> What you should do: Convert the stretch from the start of the records through the line containing "<point>592,392</point>" into a JSON list of strings, one string per line, omitting blank lines. Include both ends.

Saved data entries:
## Begin

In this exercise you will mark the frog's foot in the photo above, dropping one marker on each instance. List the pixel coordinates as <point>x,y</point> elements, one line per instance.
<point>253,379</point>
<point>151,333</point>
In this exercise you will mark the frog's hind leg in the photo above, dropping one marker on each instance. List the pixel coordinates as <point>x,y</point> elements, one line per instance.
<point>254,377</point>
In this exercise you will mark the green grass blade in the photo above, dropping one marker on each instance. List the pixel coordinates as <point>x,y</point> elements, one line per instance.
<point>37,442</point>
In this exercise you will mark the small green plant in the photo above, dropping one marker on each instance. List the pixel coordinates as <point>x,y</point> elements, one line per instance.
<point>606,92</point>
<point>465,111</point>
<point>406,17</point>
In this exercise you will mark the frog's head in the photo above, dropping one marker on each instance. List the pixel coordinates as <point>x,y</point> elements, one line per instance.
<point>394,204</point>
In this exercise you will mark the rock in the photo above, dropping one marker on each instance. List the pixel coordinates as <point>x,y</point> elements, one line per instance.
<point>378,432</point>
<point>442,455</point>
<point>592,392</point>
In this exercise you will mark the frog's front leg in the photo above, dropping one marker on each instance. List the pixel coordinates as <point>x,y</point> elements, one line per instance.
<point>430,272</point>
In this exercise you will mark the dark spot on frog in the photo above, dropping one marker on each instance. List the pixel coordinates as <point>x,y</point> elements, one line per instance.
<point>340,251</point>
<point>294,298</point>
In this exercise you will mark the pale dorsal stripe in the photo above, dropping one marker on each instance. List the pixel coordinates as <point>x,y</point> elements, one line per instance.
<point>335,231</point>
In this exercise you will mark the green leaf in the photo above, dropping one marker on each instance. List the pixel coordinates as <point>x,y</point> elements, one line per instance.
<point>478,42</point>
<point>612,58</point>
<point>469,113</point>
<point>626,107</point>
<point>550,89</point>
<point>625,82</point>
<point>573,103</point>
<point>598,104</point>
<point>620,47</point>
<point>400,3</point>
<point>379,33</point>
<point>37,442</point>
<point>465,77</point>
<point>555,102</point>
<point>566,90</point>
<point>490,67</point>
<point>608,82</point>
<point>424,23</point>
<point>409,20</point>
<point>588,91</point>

## End

> Completed exercise:
[
  "In this exercise you will mark the frog's foot in the photo above, dropping one marker on each instance. List the pixel coordinates as <point>x,y</point> elements, one line per instance.",
  "<point>253,379</point>",
  "<point>151,333</point>",
  "In this exercise you will mark the frog's hind leg in the photo above, dropping one marker on each instance. List the pixel coordinates as <point>x,y</point> elements, one line per instance.",
  "<point>254,377</point>",
  "In this exercise you will mark the green grass blade in the photo above, dropping one marker on each instance. List the pixel coordinates as <point>x,y</point> elements, one line per instance.",
  "<point>37,442</point>",
  "In this exercise you will mark the small green plant in the photo above, dropping one marker on each instance. List the pixel coordinates as <point>x,y</point> elements, one line per instance.",
  "<point>606,92</point>",
  "<point>465,111</point>",
  "<point>406,17</point>",
  "In this exercise you will mark the frog's head in the photo above, dropping one marker on each instance. List the pixel coordinates as <point>x,y</point> elements, one line per instance.",
  "<point>394,204</point>",
  "In this exercise you will mark the rock in the photo above, dropping one marker on each instance. List the pixel coordinates as <point>x,y</point> elements, one line per instance.",
  "<point>378,432</point>",
  "<point>442,455</point>",
  "<point>592,392</point>"
]